Managed SOC services provide 24/7 proactive security monitoring, vulnerability management, and incident response and remediation. This is especially attractive for businesses that are attacked frequently but do not have the resources of large enterprises.

With the flexible commercial models and deployment options, Managed SOC Services are a cost-effective way for organizations to leverage all the benefits of a SOC without incurring the significant overheads and outlay associated with building and deploying their in-house security center.

The suite of Managed SOC services delivers information security monitoring, incident response, and vulnerability management services that are essential to counter the sophisticated threats of today.

When you outsource the management of a SOC to an MSSP like Cybriant, your organization can quickly improve its cyber security defense without spending exorbitantly on additional infrastructure or keeping a large team of expensive security experts.

How to Meet the Guidelines for the NIST Cybersecurity Framework

Continuous Monitoring with Managed SOC Services

An outsourced team of security experts provides 24/7 continuous monitoring of your environment. This team investigates all incidents that appear to be suspicious and takes immediate remedial action if malicious activity is detected.

24×7 security monitoring utilizing leading Security Information and Event

  • Management Systems (SIEM).
  • Monitoring of firewall, IDS, anti-virus and operating system logs, and any other sources of security events.
  • Going beyond the SIEM and other deployed technology and actively searching for breaches (Premium Service).
  • Threat detection and rapid incident remediation (Premium Service).

Threat Intelligence

Security analysts and researchers augment third-party intelligence feeds with threat information generated internally. Additionally, they filter data to highlight specific threats relevant to Managed SOC services customers and their business interests. Threat intelligence plays a critical role in enhancing the detection capability of outsourced cybersecurity monitoring.

Incident Response & Forensics of Managed SOC services

Upon detecting a breach, a member of the Managed SOC Services team will launch incident remediation measures in close coordination with the customer’s IT, team, working to contain the threat whilst ensuring minimal disruption to business activity. This is followed by a thorough incident response and forensic analysis exercise to determine the root cause, eradicate the breach and improve defenses to prevent occurrences of similar breaches in the future.

Here are 3 Benefits of an Incident Response Plan

When you work with a Managed Detection & Remediation team like Cybriant, you can control a breach and remediate it as needed.

Vulnerability Management

An outsourced Managed SOC services team detects vulnerabilities in your IT infrastructure using cutting-edge technology. This team will remediate vulnerabilities to minimize their risk exposure.

  • Continuous vulnerability assessment.
  • Vulnerability tracking & prioritization.
  • Vulnerability remediation.

Ongoing Improvement of Security Posture

Acts as advisor and helps you continuously improve security posture by helping the company define better policies and processes.

§ **DATA PROVIDED**:
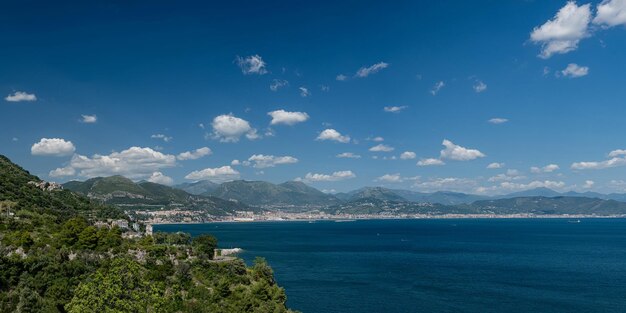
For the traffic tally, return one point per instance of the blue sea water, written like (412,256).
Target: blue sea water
(464,265)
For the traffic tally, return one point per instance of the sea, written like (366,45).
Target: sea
(438,265)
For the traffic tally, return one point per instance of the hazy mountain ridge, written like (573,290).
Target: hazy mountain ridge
(120,190)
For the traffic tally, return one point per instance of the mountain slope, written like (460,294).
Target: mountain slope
(123,191)
(198,188)
(264,193)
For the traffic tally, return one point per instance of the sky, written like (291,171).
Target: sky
(486,97)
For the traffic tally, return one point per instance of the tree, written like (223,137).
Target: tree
(204,246)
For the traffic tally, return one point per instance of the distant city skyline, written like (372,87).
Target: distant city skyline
(484,98)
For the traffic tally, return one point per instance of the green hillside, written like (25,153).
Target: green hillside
(58,253)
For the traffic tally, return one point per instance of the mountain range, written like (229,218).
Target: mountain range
(122,191)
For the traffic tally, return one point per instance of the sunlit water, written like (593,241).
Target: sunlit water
(465,265)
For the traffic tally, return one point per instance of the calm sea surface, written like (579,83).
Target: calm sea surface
(466,265)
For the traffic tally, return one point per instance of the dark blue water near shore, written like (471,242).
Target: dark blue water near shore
(513,265)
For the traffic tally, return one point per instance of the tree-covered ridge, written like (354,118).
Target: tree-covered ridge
(57,255)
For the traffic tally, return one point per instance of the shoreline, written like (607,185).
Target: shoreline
(417,217)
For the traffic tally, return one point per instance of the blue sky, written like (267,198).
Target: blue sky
(533,88)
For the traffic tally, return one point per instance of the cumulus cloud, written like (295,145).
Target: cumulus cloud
(430,162)
(546,169)
(598,165)
(498,120)
(479,86)
(134,162)
(336,176)
(381,148)
(287,118)
(62,172)
(265,161)
(366,71)
(53,147)
(229,128)
(562,33)
(88,119)
(304,92)
(20,96)
(408,155)
(333,135)
(160,178)
(395,109)
(611,13)
(253,64)
(390,178)
(616,153)
(194,155)
(458,153)
(278,84)
(162,137)
(437,87)
(218,175)
(348,155)
(574,70)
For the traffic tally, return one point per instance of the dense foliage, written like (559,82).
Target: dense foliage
(54,257)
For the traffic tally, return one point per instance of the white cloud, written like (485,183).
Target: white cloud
(348,155)
(563,33)
(456,152)
(253,64)
(598,165)
(395,109)
(89,118)
(588,184)
(611,13)
(341,77)
(480,86)
(287,118)
(498,120)
(63,172)
(331,134)
(546,169)
(278,84)
(430,162)
(616,153)
(366,71)
(390,178)
(437,87)
(336,176)
(265,161)
(219,174)
(194,155)
(408,155)
(20,96)
(304,92)
(381,148)
(573,70)
(229,128)
(134,162)
(162,137)
(53,147)
(159,178)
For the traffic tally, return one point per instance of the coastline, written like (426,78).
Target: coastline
(353,218)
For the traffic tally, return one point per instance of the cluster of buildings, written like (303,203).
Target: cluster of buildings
(46,186)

§ **WHAT THE EXERCISE ASKS**: Reproduce, word for word, the portion of the passage on managed SOC services that opens with the words containing "With the flexible" and closes with "in-house security center.". The entries are separate material and have no connection to the passage on managed SOC services.

§ **WRITTEN REPLY**:
With the flexible commercial models and deployment options, Managed SOC Services are a cost-effective way for organizations to leverage all the benefits of a SOC without incurring the significant overheads and outlay associated with building and deploying their in-house security center.